> [What to work on] Please set down, word for word, the stretch of data below from its very first line through the line containing "[0,2,797,430]".
START
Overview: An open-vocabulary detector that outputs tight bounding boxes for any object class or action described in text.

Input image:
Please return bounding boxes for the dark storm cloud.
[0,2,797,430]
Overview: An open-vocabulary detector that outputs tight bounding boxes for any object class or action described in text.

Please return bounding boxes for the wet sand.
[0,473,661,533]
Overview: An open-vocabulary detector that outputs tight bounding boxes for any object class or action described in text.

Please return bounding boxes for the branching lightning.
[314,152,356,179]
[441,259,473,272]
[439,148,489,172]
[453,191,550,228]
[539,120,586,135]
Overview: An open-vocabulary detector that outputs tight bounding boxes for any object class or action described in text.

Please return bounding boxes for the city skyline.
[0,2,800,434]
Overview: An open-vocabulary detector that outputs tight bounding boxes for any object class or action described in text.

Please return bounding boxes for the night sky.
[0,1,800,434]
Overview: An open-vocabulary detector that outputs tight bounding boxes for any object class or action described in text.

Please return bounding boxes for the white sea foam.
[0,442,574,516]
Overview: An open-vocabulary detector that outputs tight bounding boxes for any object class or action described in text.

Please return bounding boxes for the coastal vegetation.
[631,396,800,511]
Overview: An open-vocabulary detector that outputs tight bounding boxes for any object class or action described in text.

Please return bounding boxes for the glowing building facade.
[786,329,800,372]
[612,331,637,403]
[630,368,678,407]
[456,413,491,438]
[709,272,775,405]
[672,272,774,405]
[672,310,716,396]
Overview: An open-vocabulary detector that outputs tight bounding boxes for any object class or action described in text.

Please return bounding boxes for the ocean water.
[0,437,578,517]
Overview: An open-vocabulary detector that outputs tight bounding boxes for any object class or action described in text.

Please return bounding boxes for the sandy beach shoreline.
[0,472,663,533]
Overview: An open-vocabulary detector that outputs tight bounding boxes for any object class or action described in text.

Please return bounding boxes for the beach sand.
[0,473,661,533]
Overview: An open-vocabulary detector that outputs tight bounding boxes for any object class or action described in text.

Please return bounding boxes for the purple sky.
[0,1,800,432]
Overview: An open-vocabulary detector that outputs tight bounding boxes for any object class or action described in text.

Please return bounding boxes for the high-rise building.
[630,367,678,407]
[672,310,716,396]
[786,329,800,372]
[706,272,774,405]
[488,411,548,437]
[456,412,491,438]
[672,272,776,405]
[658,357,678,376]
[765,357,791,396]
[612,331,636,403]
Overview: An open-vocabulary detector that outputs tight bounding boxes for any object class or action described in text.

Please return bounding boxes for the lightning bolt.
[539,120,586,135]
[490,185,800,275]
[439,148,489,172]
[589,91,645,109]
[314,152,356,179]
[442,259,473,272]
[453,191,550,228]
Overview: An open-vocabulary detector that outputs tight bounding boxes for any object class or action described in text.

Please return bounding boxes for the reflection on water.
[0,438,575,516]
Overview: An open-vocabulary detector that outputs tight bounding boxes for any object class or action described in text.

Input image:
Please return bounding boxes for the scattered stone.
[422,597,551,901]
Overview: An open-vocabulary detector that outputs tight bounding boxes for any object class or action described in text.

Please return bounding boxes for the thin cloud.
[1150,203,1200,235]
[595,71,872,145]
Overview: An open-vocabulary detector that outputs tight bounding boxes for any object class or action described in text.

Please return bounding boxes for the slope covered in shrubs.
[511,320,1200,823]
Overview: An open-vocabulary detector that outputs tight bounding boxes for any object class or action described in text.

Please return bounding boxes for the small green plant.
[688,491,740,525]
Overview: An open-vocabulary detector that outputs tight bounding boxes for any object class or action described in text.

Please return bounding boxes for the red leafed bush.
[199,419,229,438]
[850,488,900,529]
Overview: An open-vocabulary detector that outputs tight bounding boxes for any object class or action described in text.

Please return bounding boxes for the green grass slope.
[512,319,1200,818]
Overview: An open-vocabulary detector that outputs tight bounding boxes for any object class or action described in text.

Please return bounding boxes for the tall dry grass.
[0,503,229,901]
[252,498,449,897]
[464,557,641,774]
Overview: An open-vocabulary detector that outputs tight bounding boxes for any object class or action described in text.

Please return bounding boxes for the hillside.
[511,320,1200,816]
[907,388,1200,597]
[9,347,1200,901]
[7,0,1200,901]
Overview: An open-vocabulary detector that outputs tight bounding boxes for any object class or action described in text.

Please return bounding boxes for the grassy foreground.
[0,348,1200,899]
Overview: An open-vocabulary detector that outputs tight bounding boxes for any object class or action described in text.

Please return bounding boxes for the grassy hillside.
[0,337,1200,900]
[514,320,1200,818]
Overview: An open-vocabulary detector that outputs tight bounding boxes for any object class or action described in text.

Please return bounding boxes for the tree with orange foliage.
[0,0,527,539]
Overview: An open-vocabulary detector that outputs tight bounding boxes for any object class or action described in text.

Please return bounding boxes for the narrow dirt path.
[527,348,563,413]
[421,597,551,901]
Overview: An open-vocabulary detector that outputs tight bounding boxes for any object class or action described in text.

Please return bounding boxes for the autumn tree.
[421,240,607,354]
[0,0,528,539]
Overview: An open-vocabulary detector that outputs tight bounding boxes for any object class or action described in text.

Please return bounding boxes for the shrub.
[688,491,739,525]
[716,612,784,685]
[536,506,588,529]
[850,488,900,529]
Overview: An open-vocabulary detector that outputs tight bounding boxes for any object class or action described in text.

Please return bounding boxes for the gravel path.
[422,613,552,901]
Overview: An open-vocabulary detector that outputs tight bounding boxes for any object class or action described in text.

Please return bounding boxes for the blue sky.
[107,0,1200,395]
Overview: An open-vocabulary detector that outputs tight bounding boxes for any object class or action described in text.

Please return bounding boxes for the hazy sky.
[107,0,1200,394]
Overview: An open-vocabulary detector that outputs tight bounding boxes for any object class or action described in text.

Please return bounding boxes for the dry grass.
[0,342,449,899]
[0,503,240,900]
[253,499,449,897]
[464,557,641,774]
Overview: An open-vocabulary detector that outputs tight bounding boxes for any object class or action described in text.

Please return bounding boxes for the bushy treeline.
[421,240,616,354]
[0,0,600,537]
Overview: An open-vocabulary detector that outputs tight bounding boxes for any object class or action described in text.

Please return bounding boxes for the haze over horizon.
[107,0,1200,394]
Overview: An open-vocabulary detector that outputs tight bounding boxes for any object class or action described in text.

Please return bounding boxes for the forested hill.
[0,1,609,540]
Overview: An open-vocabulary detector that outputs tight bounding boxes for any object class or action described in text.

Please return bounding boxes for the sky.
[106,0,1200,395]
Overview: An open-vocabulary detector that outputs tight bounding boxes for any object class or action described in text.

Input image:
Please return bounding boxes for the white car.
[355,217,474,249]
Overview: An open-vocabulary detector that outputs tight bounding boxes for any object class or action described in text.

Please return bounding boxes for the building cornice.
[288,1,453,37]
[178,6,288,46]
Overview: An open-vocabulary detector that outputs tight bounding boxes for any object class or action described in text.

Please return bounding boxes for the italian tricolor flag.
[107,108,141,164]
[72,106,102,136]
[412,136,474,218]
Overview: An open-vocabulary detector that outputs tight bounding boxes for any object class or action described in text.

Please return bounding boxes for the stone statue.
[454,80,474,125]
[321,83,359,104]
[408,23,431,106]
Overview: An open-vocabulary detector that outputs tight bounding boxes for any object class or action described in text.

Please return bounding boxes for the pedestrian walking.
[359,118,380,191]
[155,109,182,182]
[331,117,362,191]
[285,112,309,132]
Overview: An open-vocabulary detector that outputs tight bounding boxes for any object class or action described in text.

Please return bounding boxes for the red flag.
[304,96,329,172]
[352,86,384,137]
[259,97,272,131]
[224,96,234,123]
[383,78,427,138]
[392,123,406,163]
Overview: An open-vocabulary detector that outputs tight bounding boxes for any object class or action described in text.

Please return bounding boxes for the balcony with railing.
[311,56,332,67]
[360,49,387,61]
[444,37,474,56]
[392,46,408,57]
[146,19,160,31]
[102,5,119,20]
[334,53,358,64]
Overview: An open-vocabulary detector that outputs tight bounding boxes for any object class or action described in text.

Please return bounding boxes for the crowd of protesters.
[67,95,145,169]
END
> [Solution for this exercise]
Overview: An open-vocabulary detector that outputs tight bounding boxes for any object class or action described in text.

Input image:
Please return bounding boxes for the dark storm cloud.
[0,2,797,430]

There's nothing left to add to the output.